Puisqu’on lui a attribué une cote de sécurité maximale, Jamie Boulachanis doit être escortée par une équipe d’intervention spéciale et des policiers à chaque déplacement à l’extérieur de la prison, une mesure exceptionnelle. Au Québec, seuls sept détenus nécessitent une telle escorte à haut risque. En juillet 2017, 11 agents l’ont escortée pour un rendez-vous médical, explique dans une déclaration sous serment la sous-commissaire adjointe de Service correctionnel Canada, Cynthia Racicot.

Les autorités carcérales s’inquiètent d’un récent « plan d’évasion » évoqué par la détenue en septembre 2018. Selon Mme Racicot, Jamie Boulachanis a déclaré à un agent qu’elle comptait s’évader, si elle perdait en appel de sa peine, et qu’elle connaissait la liste de tous les pays sans traité d’extradition avec le Canada. Sa conjointe devait contacter les hôpitaux pour connaître la date et l’heure de ses rendez-vous médicaux.

### Données fournies
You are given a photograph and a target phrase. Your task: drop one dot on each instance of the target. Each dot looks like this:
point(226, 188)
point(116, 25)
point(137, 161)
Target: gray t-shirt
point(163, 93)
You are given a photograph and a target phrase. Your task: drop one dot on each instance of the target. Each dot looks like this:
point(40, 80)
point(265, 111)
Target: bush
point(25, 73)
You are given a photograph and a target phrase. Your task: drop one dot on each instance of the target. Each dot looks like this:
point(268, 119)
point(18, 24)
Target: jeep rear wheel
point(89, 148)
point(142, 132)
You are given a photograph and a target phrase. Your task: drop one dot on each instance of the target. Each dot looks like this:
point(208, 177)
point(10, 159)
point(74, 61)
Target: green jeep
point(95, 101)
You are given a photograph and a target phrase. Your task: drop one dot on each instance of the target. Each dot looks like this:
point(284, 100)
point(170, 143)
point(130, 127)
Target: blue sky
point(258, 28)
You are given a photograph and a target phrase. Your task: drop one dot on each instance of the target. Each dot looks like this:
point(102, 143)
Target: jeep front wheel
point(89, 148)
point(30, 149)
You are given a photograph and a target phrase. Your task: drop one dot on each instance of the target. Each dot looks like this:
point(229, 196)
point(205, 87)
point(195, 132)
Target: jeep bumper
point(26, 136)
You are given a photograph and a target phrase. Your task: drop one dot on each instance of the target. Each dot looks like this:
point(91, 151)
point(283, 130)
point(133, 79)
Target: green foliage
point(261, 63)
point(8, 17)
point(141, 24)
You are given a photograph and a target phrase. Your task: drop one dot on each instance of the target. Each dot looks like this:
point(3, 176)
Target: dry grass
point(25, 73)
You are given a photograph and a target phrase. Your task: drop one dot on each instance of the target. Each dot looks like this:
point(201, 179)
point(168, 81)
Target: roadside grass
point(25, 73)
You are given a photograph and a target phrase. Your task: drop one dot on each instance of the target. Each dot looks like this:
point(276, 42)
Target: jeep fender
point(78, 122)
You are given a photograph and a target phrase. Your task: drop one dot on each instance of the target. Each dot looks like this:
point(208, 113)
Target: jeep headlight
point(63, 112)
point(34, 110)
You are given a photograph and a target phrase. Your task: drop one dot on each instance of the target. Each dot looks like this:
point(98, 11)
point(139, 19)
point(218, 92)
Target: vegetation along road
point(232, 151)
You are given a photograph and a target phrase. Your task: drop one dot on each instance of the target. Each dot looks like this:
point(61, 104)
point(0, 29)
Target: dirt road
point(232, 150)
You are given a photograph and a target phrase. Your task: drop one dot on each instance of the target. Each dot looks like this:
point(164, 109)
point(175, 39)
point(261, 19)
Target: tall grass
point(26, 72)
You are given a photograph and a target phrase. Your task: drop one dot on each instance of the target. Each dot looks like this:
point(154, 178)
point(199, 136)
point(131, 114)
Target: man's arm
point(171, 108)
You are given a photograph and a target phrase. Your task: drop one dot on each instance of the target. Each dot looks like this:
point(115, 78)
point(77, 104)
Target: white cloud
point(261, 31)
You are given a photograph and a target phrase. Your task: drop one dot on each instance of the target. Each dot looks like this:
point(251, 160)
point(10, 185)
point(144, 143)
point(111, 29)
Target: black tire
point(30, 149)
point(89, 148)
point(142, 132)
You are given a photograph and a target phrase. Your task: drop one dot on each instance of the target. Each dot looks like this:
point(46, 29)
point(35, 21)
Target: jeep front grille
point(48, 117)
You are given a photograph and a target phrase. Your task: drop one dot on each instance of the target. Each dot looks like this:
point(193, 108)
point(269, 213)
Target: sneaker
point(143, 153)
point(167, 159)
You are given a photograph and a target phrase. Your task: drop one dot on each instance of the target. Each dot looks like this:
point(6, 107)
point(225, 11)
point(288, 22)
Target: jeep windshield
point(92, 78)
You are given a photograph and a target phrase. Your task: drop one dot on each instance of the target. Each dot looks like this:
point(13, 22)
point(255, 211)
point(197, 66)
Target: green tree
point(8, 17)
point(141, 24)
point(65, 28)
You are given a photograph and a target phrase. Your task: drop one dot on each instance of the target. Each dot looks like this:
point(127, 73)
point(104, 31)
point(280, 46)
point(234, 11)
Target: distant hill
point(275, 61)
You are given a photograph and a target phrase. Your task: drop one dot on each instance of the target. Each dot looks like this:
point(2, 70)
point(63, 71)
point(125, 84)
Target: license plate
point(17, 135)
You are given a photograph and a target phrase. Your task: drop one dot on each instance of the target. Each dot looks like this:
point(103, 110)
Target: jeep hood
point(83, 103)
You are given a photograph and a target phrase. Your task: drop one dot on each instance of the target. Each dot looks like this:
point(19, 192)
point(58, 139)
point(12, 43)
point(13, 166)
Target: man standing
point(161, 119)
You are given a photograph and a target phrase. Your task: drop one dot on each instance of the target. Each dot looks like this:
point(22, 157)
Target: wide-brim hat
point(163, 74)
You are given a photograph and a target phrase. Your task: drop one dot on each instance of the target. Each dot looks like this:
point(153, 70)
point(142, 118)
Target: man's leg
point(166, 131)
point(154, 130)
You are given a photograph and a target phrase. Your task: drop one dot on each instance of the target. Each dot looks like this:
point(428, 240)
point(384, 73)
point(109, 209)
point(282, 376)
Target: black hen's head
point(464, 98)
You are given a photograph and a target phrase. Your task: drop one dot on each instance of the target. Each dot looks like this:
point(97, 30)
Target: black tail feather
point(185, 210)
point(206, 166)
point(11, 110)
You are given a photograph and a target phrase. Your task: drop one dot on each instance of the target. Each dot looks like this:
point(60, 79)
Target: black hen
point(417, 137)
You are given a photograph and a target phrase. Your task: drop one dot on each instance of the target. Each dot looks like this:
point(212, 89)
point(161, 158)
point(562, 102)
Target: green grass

### Énoncé du problème
D'après le texte à lire, combien d'agents ont escorté Jamie Boulachanis lors d'un rendez-vous médical en juillet 2017 ? Les lignes forment un matériau à part, sans lien avec le texte à lire.

### Réponse
Onze agents l'ont escortée.